TO DO - Reproduce every item below line for line, without altering anything. Omit the pictures from your copy.
**** GIVEN INFORMATION ****
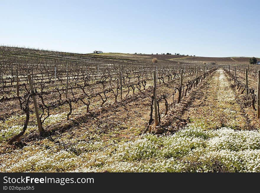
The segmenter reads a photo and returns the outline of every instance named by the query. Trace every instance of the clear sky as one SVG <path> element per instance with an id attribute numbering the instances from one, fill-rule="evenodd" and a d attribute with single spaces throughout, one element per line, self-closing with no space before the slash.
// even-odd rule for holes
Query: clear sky
<path id="1" fill-rule="evenodd" d="M 3 1 L 0 44 L 260 57 L 260 1 Z"/>

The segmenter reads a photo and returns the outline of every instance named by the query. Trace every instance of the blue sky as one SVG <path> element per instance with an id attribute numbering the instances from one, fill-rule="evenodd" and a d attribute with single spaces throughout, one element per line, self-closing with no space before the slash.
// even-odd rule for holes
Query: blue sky
<path id="1" fill-rule="evenodd" d="M 259 1 L 0 0 L 0 8 L 2 44 L 260 57 Z"/>

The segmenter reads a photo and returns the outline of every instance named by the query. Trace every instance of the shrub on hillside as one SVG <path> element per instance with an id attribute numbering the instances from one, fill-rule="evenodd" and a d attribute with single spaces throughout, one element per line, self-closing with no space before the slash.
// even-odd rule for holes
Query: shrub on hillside
<path id="1" fill-rule="evenodd" d="M 158 60 L 157 60 L 157 59 L 156 58 L 154 58 L 152 59 L 152 62 L 153 63 L 157 63 L 158 62 Z"/>

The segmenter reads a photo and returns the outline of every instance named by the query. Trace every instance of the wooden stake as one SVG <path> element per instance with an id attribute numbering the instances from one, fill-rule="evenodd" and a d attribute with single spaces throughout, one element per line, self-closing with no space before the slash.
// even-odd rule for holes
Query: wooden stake
<path id="1" fill-rule="evenodd" d="M 69 76 L 68 74 L 68 70 L 67 71 L 67 85 L 66 86 L 66 99 L 68 97 L 68 85 L 69 84 Z"/>
<path id="2" fill-rule="evenodd" d="M 122 82 L 123 81 L 123 66 L 121 66 L 121 73 L 120 73 L 120 90 L 121 90 L 121 95 L 120 95 L 120 99 L 121 100 L 122 100 Z"/>
<path id="3" fill-rule="evenodd" d="M 55 87 L 56 87 L 56 66 L 55 67 Z"/>
<path id="4" fill-rule="evenodd" d="M 33 88 L 33 85 L 32 85 L 32 78 L 31 77 L 31 75 L 30 74 L 28 75 L 27 77 L 29 81 L 29 83 L 30 84 L 30 87 L 31 88 L 31 91 L 32 92 L 32 100 L 33 100 L 33 104 L 34 104 L 34 108 L 35 108 L 35 114 L 36 114 L 36 118 L 37 119 L 37 125 L 38 126 L 38 128 L 39 129 L 39 131 L 40 132 L 40 134 L 42 135 L 42 132 L 44 130 L 43 129 L 43 127 L 42 126 L 42 123 L 39 115 L 38 105 L 37 104 L 36 97 L 35 97 L 35 93 L 34 92 L 34 89 Z"/>
<path id="5" fill-rule="evenodd" d="M 205 78 L 205 76 L 204 76 L 204 73 L 205 72 L 204 72 L 204 67 L 203 66 L 203 79 Z"/>
<path id="6" fill-rule="evenodd" d="M 181 86 L 182 85 L 182 79 L 183 77 L 183 70 L 181 69 L 181 80 L 180 81 L 180 86 Z"/>
<path id="7" fill-rule="evenodd" d="M 18 70 L 16 70 L 16 89 L 17 96 L 19 96 L 19 77 L 18 77 Z"/>
<path id="8" fill-rule="evenodd" d="M 257 70 L 257 77 L 258 81 L 257 83 L 257 98 L 256 104 L 257 105 L 256 108 L 257 113 L 256 117 L 258 119 L 260 118 L 260 70 Z"/>
<path id="9" fill-rule="evenodd" d="M 157 108 L 157 99 L 156 95 L 156 88 L 157 88 L 157 79 L 156 79 L 156 71 L 153 70 L 153 84 L 154 87 L 154 92 L 153 93 L 154 104 L 155 107 L 155 126 L 158 125 L 158 110 Z"/>
<path id="10" fill-rule="evenodd" d="M 246 95 L 248 94 L 248 83 L 247 81 L 247 73 L 248 73 L 247 69 L 246 69 Z"/>
<path id="11" fill-rule="evenodd" d="M 196 81 L 195 82 L 195 83 L 194 84 L 194 87 L 195 88 L 196 86 L 197 86 L 197 84 L 198 84 L 198 81 L 197 80 L 197 79 L 198 78 L 198 67 L 197 67 L 197 68 L 196 69 Z"/>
****
REPLY TO THE TASK -
The segmenter reads a photo and returns the outline of every instance named by the query. Trace every instance of the clear sky as one SVG <path> element per instance with an id attribute numbering the instances from one, fill-rule="evenodd" and a d attribute with single spaces throughout, one element per line, self-closing with no space before the slash.
// even-odd rule for holes
Query: clear sky
<path id="1" fill-rule="evenodd" d="M 3 1 L 0 44 L 260 57 L 260 1 Z"/>

The segmenter reads a photo and returns the outline of every instance named by the query. Trace every instance of the blue sky as one SVG <path> element per instance with an id attribute numbering the instances from one, fill-rule="evenodd" and a d attribute with single spaces throughout, one element per line, self-closing with no space before the slash.
// even-odd rule for holes
Query: blue sky
<path id="1" fill-rule="evenodd" d="M 259 1 L 0 0 L 0 8 L 2 44 L 260 57 Z"/>

The segmenter reads a photo and returns the outline of every instance named by the query. Trace every instance of the shrub on hillside as one SVG <path> element per instance with an id attribute numbering the instances from one, fill-rule="evenodd" and a d attribute with single spaces throughout, one element per line, self-closing with no space before the slash.
// even-odd rule for holes
Query: shrub on hillside
<path id="1" fill-rule="evenodd" d="M 158 60 L 157 60 L 157 59 L 156 58 L 154 58 L 152 59 L 152 62 L 153 63 L 157 63 L 158 62 Z"/>

The segmenter reads a photo and returns the outline of every instance named by the query. Trace every instance of the wooden stake as one SVG <path> element per instance with an id attribute numbering the instances from one, fill-rule="evenodd" and a d attribute with single spaces throughout, one element per line, self-closing with no space before the slash.
// even-odd rule for holes
Query: wooden stake
<path id="1" fill-rule="evenodd" d="M 69 76 L 68 74 L 68 70 L 67 71 L 67 85 L 66 86 L 66 99 L 68 97 L 68 85 L 69 84 Z"/>
<path id="2" fill-rule="evenodd" d="M 122 82 L 123 81 L 123 66 L 121 66 L 121 73 L 120 73 L 120 90 L 121 90 L 121 95 L 120 95 L 120 99 L 121 100 L 122 100 Z"/>
<path id="3" fill-rule="evenodd" d="M 55 87 L 56 87 L 56 66 L 55 67 Z"/>
<path id="4" fill-rule="evenodd" d="M 33 88 L 33 85 L 32 85 L 32 78 L 31 77 L 31 75 L 30 74 L 28 75 L 27 77 L 29 81 L 29 83 L 30 84 L 30 87 L 31 88 L 31 91 L 32 92 L 32 100 L 33 100 L 33 104 L 34 104 L 34 108 L 35 108 L 35 114 L 36 114 L 36 118 L 37 119 L 37 125 L 38 126 L 38 128 L 39 129 L 39 131 L 40 132 L 40 134 L 42 135 L 42 132 L 44 130 L 43 129 L 43 127 L 42 126 L 42 123 L 39 115 L 38 105 L 37 104 L 36 97 L 35 97 L 35 93 L 34 92 L 34 89 Z"/>
<path id="5" fill-rule="evenodd" d="M 205 78 L 205 76 L 204 76 L 204 73 L 205 72 L 204 72 L 204 67 L 203 66 L 203 79 Z"/>
<path id="6" fill-rule="evenodd" d="M 181 86 L 182 85 L 182 79 L 183 77 L 183 70 L 181 69 L 181 80 L 180 81 L 180 86 Z"/>
<path id="7" fill-rule="evenodd" d="M 18 70 L 16 70 L 16 89 L 17 96 L 19 96 L 19 77 L 18 77 Z"/>
<path id="8" fill-rule="evenodd" d="M 257 70 L 257 77 L 258 81 L 257 83 L 257 98 L 256 104 L 257 105 L 256 108 L 257 113 L 256 117 L 258 119 L 260 118 L 260 70 Z"/>
<path id="9" fill-rule="evenodd" d="M 157 108 L 157 99 L 156 95 L 156 88 L 157 88 L 157 79 L 156 79 L 156 71 L 153 70 L 153 84 L 154 87 L 154 92 L 153 93 L 154 104 L 155 107 L 155 126 L 158 125 L 158 110 Z"/>
<path id="10" fill-rule="evenodd" d="M 246 95 L 248 94 L 248 83 L 247 81 L 247 73 L 248 73 L 247 69 L 246 69 Z"/>
<path id="11" fill-rule="evenodd" d="M 196 81 L 195 82 L 195 83 L 194 84 L 194 87 L 195 88 L 196 86 L 197 86 L 197 84 L 198 84 L 198 81 L 197 80 L 197 79 L 198 78 L 198 67 L 197 67 L 197 68 L 196 69 Z"/>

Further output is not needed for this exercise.